Excerpted passage |
Royal Bank of Scotland looks increasingly likely to shelve plans to sell its insurance arm and turn instead to smaller deals to strengthen its capital base.

RBS announced plans in April to sell RBS Insurance, the largest car insurer in Britain. But trading conditions have deteriorated and the top prospects have pulled out, leaving the bank with the unpalatable prospect of selling an attractive asset at a steep discount to its target price of about pound(s)7 billion, or $14 billion.

The outcome, bankers and analysts say, could be scrapping the sale, which RBS was never enthused about anyway.

"It looks now as if there is a less than a 50 percent chance they will sell the business," said Leigh Goodwin, analyst at Fox-Pitt Kelton. "If they didn't get the right price from Zurich, why would they get a better price from Allstate?"

Zurich Financial Services had been seen as the front-runner to buy the insurance arm of RBS but pulled out last month, leaving Allianz of Germany and the American company Allstate as the last serious bidders, people with direct knowledge of the matter have said. Travelers Insurance has also been named as a potential buyer, though the same people say its interest has cooled.

"Clearly RBS would have liked the flexibility," Goodwin said. "But most investors would rather they didn't sell the business in a forced sale. It's not as if it's a bad business, and selling it would be dilutive to earnings."

RBS, the second-largest British bank after HSBC, said in April that it was targeting a core tier 1 ratio - a measure of a bank's ability to cover losses - of more than 6 percent at the end of this year, taking on a bigger capital cushion than in the past to protect it in more turbulent market conditions.

That target, however, includes both the bank's pound(s)12 billion rights issue, completed last month, and a pound(s)4 billion increase in capital from asset disposals, most of that from the sale of RBS Insurance.

Its core tier 1 ratio was less than 5 percent before the fund- raising, one of the lowest in the industry; its purchase of parts of ABN AMRO and big write-downs had stretched an already tight balance sheet.

RBS said in April that there was scope for "fewer disposals" while still meeting its capital ratio target. Several smaller assets are still on the block.

Exane BNP Paribas estimates that smaller deals could add up to about pound(s)1 billion in gains, leaving RBS just shy of its 6 percent target.

It will have even more options open in 2009, when it will be able to sell its 5 percent stake in Bank of China, currently worth about $7 billion.

What is required | Please echo the passage on the RBS Insurance sale from "RBS said in" up to and including "on the block.". The rows that follow aren't needed for this.

Dataset records |
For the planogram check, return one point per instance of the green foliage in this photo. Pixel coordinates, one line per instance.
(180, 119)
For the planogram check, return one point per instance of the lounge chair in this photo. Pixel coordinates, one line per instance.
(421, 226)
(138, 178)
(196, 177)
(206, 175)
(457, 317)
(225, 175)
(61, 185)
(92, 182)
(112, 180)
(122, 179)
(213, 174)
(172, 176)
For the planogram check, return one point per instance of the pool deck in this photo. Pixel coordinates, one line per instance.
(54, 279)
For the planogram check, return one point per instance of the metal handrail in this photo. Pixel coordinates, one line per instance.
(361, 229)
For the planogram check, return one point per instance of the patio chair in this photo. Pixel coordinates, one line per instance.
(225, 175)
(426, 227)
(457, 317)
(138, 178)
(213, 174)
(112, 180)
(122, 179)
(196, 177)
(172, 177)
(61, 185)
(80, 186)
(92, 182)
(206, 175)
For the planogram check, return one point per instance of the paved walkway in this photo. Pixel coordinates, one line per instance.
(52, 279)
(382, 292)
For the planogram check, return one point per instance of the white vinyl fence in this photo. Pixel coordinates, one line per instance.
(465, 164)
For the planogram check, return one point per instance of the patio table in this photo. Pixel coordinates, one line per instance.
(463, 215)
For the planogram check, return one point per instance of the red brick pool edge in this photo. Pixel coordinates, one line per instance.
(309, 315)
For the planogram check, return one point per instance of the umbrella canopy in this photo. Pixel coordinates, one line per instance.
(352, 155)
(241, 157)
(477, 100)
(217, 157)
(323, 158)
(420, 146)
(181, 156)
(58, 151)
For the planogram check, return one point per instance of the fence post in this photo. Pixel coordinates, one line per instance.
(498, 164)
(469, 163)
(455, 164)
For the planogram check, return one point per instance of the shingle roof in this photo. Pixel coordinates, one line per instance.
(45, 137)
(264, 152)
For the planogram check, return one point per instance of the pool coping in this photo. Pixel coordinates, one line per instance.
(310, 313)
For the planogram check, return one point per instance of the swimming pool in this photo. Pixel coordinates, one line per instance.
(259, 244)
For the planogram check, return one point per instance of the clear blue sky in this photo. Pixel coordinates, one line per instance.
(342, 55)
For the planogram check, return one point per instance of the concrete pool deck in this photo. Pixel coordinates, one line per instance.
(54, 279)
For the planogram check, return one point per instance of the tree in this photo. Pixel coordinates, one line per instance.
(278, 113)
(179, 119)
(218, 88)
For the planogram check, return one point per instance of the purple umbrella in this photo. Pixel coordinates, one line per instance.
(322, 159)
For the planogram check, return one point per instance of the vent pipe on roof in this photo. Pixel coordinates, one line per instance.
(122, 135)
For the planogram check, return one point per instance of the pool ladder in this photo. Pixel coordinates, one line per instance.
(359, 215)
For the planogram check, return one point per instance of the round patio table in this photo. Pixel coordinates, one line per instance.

Correct output |
RBS said in April that there was scope for "fewer disposals" while still meeting its capital ratio target. Several smaller assets are still on the block.